(Stored items)
• • • • • • •
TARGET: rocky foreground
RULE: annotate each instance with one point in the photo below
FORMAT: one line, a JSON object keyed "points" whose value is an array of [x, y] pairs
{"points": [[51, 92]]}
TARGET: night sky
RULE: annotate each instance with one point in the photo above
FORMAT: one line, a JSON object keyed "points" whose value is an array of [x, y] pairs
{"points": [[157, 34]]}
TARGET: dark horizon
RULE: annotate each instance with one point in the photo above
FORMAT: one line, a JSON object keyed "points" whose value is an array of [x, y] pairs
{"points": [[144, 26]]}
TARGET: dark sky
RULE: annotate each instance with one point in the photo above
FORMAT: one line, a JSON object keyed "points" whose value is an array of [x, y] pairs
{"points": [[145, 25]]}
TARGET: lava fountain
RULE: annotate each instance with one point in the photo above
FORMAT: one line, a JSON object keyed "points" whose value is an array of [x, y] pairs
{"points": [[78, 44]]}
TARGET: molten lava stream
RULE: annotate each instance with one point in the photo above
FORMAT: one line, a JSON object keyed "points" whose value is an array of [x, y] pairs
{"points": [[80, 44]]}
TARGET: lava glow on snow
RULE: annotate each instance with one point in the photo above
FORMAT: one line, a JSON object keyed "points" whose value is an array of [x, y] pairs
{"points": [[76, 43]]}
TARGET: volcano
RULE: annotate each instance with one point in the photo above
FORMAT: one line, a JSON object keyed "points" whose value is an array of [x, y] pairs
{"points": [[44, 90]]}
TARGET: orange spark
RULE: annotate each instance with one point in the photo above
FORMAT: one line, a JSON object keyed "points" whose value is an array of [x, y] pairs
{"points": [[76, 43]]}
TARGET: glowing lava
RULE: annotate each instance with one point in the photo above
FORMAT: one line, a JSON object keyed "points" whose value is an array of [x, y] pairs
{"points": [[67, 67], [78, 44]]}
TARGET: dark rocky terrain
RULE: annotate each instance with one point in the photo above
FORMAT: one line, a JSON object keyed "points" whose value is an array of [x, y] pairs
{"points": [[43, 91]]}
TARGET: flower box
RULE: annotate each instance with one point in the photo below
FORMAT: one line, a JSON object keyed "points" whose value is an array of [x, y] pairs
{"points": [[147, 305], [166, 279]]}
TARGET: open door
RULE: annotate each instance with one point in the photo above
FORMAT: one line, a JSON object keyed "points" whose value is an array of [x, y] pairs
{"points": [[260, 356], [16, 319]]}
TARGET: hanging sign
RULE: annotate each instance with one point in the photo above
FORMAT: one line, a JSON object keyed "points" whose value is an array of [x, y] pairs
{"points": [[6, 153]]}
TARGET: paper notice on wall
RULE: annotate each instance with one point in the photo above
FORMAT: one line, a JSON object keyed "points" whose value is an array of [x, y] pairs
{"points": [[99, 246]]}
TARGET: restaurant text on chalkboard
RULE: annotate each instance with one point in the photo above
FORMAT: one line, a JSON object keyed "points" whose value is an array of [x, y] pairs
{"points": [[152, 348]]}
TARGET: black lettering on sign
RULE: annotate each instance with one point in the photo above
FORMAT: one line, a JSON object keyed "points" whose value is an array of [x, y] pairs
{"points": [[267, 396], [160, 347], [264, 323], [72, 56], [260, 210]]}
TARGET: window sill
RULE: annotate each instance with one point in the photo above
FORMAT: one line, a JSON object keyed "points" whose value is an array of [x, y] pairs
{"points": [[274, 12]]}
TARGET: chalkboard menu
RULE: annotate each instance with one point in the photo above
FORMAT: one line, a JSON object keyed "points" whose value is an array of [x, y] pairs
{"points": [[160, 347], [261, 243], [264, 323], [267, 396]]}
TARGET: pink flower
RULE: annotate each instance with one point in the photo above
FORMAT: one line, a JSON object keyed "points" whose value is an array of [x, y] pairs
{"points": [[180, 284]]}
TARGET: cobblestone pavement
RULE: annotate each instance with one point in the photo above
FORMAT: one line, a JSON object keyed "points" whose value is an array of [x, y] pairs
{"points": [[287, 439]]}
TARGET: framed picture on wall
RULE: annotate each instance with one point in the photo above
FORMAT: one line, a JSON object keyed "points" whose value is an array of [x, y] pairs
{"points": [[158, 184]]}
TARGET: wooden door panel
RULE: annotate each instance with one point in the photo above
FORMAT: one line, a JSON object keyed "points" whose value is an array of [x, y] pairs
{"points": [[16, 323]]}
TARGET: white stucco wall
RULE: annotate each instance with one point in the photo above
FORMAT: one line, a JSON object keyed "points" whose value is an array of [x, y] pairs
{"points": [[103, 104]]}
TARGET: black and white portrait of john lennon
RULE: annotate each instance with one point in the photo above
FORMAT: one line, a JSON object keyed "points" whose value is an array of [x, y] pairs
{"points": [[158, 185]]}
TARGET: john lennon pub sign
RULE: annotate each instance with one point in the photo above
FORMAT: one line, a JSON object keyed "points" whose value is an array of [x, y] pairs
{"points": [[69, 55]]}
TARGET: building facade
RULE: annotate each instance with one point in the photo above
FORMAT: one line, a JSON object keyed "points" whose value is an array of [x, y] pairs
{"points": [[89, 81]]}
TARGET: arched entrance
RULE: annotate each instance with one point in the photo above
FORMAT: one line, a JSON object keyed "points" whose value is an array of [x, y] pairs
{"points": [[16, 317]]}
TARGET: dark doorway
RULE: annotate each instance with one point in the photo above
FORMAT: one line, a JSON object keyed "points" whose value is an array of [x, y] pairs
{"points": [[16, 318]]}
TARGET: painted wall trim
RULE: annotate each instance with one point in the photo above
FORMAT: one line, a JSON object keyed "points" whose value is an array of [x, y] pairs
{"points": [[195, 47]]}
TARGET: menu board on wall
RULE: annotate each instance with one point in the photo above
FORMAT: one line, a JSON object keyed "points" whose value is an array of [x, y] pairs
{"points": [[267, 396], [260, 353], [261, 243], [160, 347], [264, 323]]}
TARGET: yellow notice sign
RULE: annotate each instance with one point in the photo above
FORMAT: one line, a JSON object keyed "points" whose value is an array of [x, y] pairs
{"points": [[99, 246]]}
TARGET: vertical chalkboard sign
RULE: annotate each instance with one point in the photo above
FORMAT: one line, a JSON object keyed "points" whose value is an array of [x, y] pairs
• • • • • • •
# Exercise details
Lines containing the word "flower" are to be located in the entries and copied.

# Output of the exercise
TARGET: flower box
TARGET: pink flower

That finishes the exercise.